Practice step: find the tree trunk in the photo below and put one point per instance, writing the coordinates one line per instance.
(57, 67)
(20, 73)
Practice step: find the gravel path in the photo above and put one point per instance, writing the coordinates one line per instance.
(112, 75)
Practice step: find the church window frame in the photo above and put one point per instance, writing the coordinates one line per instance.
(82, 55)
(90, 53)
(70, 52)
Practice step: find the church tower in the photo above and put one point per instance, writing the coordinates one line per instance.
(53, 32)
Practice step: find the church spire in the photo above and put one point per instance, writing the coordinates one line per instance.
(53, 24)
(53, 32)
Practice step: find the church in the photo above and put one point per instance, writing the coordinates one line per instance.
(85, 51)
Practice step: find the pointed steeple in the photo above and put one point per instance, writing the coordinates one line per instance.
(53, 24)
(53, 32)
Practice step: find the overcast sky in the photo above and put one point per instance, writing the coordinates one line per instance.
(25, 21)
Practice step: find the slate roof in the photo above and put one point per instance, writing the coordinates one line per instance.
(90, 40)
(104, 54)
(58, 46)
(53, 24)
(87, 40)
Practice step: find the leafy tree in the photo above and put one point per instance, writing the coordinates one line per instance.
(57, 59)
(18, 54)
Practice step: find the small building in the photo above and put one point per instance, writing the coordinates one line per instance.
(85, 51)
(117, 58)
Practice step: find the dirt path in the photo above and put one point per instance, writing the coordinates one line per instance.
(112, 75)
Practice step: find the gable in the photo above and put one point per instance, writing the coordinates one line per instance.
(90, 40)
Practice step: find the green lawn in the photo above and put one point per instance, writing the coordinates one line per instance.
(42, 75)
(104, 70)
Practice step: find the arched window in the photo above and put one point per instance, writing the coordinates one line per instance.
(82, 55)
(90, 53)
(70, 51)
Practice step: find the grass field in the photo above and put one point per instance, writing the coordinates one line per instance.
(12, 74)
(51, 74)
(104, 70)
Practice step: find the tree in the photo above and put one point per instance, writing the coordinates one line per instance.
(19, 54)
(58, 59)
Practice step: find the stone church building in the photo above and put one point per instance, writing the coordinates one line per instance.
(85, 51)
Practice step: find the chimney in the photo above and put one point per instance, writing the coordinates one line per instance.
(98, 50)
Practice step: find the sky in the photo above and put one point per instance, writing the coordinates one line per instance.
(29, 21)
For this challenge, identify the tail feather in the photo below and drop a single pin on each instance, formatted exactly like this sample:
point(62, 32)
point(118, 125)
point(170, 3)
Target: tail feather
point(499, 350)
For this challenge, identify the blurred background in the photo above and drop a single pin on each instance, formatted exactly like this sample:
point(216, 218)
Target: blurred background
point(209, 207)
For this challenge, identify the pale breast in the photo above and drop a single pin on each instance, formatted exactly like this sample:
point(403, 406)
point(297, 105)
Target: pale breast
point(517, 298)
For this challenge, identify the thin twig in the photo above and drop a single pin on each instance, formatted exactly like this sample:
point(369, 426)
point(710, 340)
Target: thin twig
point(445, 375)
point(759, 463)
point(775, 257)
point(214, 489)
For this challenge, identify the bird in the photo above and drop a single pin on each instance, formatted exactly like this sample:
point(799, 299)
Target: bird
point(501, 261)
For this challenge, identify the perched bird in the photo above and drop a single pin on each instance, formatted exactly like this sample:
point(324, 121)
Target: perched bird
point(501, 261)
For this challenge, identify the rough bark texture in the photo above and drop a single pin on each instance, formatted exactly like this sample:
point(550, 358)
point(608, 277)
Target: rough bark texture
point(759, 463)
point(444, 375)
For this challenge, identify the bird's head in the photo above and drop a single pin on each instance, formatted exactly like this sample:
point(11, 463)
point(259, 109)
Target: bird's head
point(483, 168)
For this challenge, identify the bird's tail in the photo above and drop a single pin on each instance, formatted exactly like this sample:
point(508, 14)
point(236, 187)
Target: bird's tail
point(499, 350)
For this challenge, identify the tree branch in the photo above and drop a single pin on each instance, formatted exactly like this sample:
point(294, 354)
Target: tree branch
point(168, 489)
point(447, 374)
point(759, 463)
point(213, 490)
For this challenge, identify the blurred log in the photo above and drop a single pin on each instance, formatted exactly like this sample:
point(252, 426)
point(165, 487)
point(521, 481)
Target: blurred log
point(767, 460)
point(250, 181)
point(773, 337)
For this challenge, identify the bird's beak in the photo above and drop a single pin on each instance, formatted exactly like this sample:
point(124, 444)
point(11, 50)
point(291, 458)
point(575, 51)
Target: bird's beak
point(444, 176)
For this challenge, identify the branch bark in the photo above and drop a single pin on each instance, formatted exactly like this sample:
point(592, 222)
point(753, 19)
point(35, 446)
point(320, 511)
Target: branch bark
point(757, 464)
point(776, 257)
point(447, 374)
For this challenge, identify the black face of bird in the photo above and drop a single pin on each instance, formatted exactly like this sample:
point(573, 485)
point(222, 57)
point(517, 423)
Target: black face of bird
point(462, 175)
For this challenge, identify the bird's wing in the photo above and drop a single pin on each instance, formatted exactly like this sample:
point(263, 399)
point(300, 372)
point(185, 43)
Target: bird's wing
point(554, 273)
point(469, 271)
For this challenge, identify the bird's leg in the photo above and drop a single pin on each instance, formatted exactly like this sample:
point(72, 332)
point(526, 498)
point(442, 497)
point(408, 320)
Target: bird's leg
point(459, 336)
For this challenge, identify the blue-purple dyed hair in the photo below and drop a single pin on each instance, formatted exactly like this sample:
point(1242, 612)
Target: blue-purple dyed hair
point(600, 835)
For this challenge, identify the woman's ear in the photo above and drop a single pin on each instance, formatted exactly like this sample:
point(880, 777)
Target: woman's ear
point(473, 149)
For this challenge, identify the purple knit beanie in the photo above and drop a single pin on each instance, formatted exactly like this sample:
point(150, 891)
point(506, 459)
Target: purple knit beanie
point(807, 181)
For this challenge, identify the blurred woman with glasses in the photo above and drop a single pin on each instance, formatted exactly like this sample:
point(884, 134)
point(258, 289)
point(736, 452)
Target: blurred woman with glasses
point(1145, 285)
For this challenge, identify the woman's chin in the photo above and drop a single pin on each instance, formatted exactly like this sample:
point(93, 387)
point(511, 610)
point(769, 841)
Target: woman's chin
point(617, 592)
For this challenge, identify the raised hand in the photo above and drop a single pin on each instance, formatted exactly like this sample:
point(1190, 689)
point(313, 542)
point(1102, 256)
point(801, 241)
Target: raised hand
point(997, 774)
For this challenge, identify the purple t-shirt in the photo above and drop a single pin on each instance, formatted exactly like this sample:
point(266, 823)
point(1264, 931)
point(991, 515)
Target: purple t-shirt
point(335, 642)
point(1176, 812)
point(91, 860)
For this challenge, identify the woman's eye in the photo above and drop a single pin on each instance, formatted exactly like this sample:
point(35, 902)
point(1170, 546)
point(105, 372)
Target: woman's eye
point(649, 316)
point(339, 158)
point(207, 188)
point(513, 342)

◆ WHAT TO WORK ON: Copy all of the material above line for line, changing nothing.

◆ RESULT FOR THIS TASK:
Practice step: find the tree trunk in the photo below and put one point per instance, writing the coordinates one line per instance.
(57, 67)
(20, 73)
Practice step: find the gravel path in the photo above and put one point per instance, writing the coordinates one line per instance.
(112, 75)
Practice step: find the church window frame in the photo above and put one point per instance, writing the coordinates one line per instance.
(82, 55)
(90, 53)
(70, 52)
Practice step: find the church tower in the photo above and put one point per instance, writing the coordinates one line per instance.
(53, 32)
Practice step: find the church spire in the photo above and put one point per instance, writing the coordinates one line per instance.
(53, 24)
(53, 32)
Practice step: find the church in the photo above and put one point per instance, writing the coordinates one line per instance.
(85, 51)
Practice step: find the pointed steeple in the photo above and put one point per instance, writing the coordinates one line per instance.
(53, 24)
(53, 32)
Practice step: find the overcast sky in the photo above and put one point per instance, writing the coordinates one line per instance.
(25, 21)
Practice step: find the slate roof in the photo above and put one point per instance, writing the coordinates one line per instance.
(90, 40)
(104, 54)
(58, 46)
(53, 24)
(87, 40)
Practice step: find the leafy tree in the photo above and put one point per instance, writing the coordinates one line per instance.
(57, 59)
(18, 54)
Practice step: find the small building in the photo above and put one point per instance, writing the coordinates one line per instance.
(85, 51)
(117, 58)
Practice step: find the dirt path in the photo above and put one point per instance, writing the coordinates one line per instance.
(112, 75)
Practice step: find the gable in the photo above and put one point per instance, writing the coordinates one line per instance.
(90, 40)
Practice step: find the green lawn in the photo above and put one point per instance, writing the coordinates one line per instance.
(42, 75)
(104, 70)
Practice step: find the arched window in the photo above and put one point per instance, writing the coordinates one line per instance.
(82, 55)
(90, 53)
(70, 51)
Practice step: find the grass field in the photo above and put one point per instance, writing the coordinates one line per instance.
(12, 74)
(51, 74)
(104, 70)
Practice step: find the tree in the photo above and put one point per instance, writing the coordinates one line per instance.
(19, 54)
(58, 59)
Practice step: find the stone church building in the photo above and put one point per instance, writing the coordinates one line per instance.
(85, 51)
Practice step: find the chimney in the photo above and put one point per instance, writing the coordinates one line per instance.
(98, 50)
Practice step: find the sky in the photo above and put one point per instance, writing the coordinates one line per instance.
(29, 21)
For this challenge, identify the tail feather in the photo below and drop a single pin on each instance, formatted exactly like this sample:
point(62, 32)
point(118, 125)
point(170, 3)
Target: tail feather
point(499, 350)
For this challenge, identify the blurred background in the photo above and drop a single pin on each instance, formatted exactly like this sample:
point(216, 218)
Target: blurred background
point(209, 207)
For this challenge, identify the pale breast in the photo above and drop a single pin on each instance, formatted exactly like this sample:
point(403, 406)
point(297, 105)
Target: pale breast
point(517, 298)
For this challenge, identify the thin twig in the photo above and drop a single pin on each instance, formatted exactly like this sample:
point(369, 426)
point(710, 340)
Target: thin twig
point(445, 375)
point(759, 463)
point(775, 257)
point(214, 489)
For this challenge, identify the bird in the photo above and drop a single pin on each instance, formatted exactly like this sample:
point(799, 299)
Target: bird
point(501, 261)
For this challenge, identify the perched bird in the photo above and drop a single pin on each instance, formatted exactly like this sample:
point(324, 121)
Target: perched bird
point(501, 261)
For this challenge, identify the rough bark texture in the photo above and drop a single pin on each instance, formatted exactly like this sample:
point(550, 358)
point(608, 277)
Target: rough bark texture
point(759, 463)
point(444, 375)
For this challenge, identify the bird's head in the photo above and drop a single pin on each instance, formatted exactly like this sample:
point(11, 463)
point(259, 109)
Target: bird's head
point(483, 168)
For this challenge, identify the bird's tail in the photo above and drop a single pin on each instance, formatted exactly like this sample:
point(508, 14)
point(236, 187)
Target: bird's tail
point(499, 350)
For this challenge, identify the tree branch in the photo above and drop a single pin on each instance, formatted exactly like this sample:
point(294, 354)
Target: tree branch
point(168, 489)
point(447, 374)
point(759, 463)
point(213, 490)
For this challenge, identify the blurred log in the photo above and drop a single pin on each instance, formatted exactly like this sample:
point(252, 426)
point(165, 487)
point(521, 481)
Target: blurred log
point(767, 460)
point(250, 181)
point(773, 337)
For this challenge, identify the bird's beak in the photo above and drop a single pin on each instance, formatted exactly like this sample:
point(124, 444)
point(11, 50)
point(291, 458)
point(575, 51)
Target: bird's beak
point(444, 176)
For this challenge, identify the branch bark in the photo above and drop a single pin on each instance, formatted exactly like this sample:
point(592, 222)
point(753, 19)
point(35, 446)
point(320, 511)
Target: branch bark
point(757, 464)
point(776, 257)
point(447, 374)
For this challenge, identify the black face of bird in the photo above and drop a single pin on each instance, formatted exactly like this sample:
point(573, 485)
point(222, 57)
point(517, 423)
Target: black face of bird
point(462, 175)
For this challenge, identify the bird's wing in the photo above and drop a single pin on each instance, formatted exactly like this sample:
point(263, 399)
point(300, 372)
point(185, 43)
Target: bird's wing
point(554, 273)
point(469, 271)
For this challenge, identify the bird's leg in the photo above and drop a single pin on each instance, formatted exactly like this sample:
point(72, 332)
point(526, 498)
point(442, 497)
point(408, 320)
Target: bird's leg
point(459, 336)
For this challenge, identify the blue-purple dyed hair in the photo below and drop a single pin on each instance, formatted exactly like this sample:
point(1242, 612)
Target: blue-purple dyed hair
point(600, 835)
For this challenge, identify the woman's ear in the photo above and drop a single pin on each instance, formatted exactly like this sample:
point(880, 777)
Target: woman's ear
point(473, 149)
For this challenge, identify the purple knit beanie in the photo above and drop a single pin on each instance, formatted exactly like this sample:
point(150, 891)
point(506, 459)
Target: purple knit beanie
point(807, 181)
For this challenge, identify the blurred woman with glasses in the photo above and drop a single pin on each instance, formatted exactly like this sample:
point(884, 134)
point(258, 289)
point(736, 452)
Target: blurred woman with glasses
point(1145, 285)
For this challenge, identify the woman's chin in the photo above and drop a single pin on each instance, formatted exactly like this sample:
point(93, 387)
point(511, 610)
point(769, 841)
Target: woman's chin
point(617, 592)
For this challenge, identify the raised hand in the photo above and drop a single pin on each instance, formatted exactly like this sample:
point(1190, 689)
point(313, 542)
point(1102, 256)
point(801, 241)
Target: raised hand
point(997, 774)
For this challenge, identify the purple t-shirt in the photo above and drop a single pin on each instance, formatted exactly like this sample:
point(266, 823)
point(1264, 931)
point(991, 515)
Target: purple t-shirt
point(335, 642)
point(1176, 812)
point(91, 860)
For this challenge, identify the woman's eye in the photo above and drop a single pin on each instance, formatted exactly like this sample:
point(35, 902)
point(1170, 546)
point(105, 372)
Target: woman's eye
point(649, 316)
point(339, 158)
point(207, 188)
point(513, 342)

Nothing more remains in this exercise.